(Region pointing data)
________
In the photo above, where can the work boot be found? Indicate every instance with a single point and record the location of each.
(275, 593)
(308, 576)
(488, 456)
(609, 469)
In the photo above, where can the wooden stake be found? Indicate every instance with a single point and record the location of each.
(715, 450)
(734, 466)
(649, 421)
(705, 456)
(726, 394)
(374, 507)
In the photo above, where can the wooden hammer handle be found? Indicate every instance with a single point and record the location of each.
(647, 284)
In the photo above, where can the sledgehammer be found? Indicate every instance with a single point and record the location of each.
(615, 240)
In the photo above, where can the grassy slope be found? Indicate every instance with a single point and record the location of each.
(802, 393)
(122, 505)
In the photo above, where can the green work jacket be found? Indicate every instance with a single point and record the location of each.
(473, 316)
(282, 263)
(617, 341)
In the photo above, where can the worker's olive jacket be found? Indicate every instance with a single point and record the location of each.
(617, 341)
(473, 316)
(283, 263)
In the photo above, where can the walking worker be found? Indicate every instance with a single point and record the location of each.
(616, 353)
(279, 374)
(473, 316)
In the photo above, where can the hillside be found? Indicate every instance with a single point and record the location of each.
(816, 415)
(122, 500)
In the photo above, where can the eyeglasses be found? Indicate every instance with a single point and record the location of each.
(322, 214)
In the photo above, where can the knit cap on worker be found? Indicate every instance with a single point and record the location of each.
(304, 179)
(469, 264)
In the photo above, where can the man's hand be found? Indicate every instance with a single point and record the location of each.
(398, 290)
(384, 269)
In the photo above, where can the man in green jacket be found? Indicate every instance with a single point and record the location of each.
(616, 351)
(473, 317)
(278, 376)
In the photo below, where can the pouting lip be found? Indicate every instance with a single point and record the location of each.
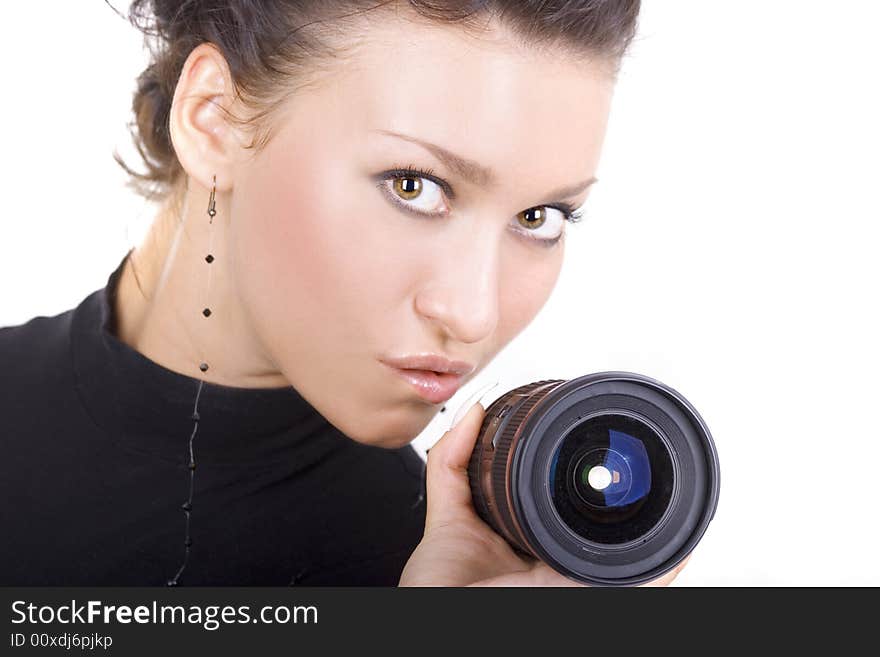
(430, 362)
________
I would like the data copied exactly as it stands, with no pictures included.

**TASK SOLUTION**
In the photo above, where can the work boot be found? Indicate every instance with a single point and record the location of each.
(275, 593)
(308, 576)
(488, 456)
(609, 469)
In the photo above, where can the wooden stake be found? Indicate every instance with a single point and record the location of each.
(715, 450)
(734, 466)
(649, 421)
(705, 456)
(726, 394)
(374, 507)
In the photo above, where can the wooden hammer handle be found? Indicate every instance with a single point and record the location of each.
(647, 284)
In the photo above, where can the sledgehammer be found? Indicate every instance with a single point and record the location of each.
(615, 240)
In the photo above, where can the grassy slope be found? Indicate every instance with a single point and record the location of each.
(802, 393)
(122, 505)
In the photo above, where can the green work jacket be found? Indicate every instance with a single point and record the location of each.
(473, 316)
(282, 263)
(617, 341)
In the photo above, where can the worker's olive jacket be found? Indicate every instance with a single point and record the location of each.
(617, 341)
(473, 316)
(283, 263)
In the photo above, where can the walking worker be found? Indicate every instance with a single point and record the location of each.
(616, 353)
(279, 374)
(473, 316)
In the photo above, where can the hillside be found? Indicate every instance with a single point and record the location of each.
(816, 415)
(122, 500)
In the photo above, where can the eyeglasses be found? Indicate every instance with a single point and record the location of each.
(322, 214)
In the photo above, where can the knit cap on worker be found? Indicate every instance with a single point and record the location of each.
(304, 179)
(469, 264)
In the photo above, where can the man's hand be found? Indicate every instance with a single point and record the location of each.
(398, 290)
(384, 269)
In the photo above, where can the man in green jacket be found? Indicate every instance with a single point and record the location of each.
(616, 351)
(473, 317)
(278, 376)
In the photo below, where can the pouting lip be found? Indicate every instance with a single point and record the location of each.
(430, 362)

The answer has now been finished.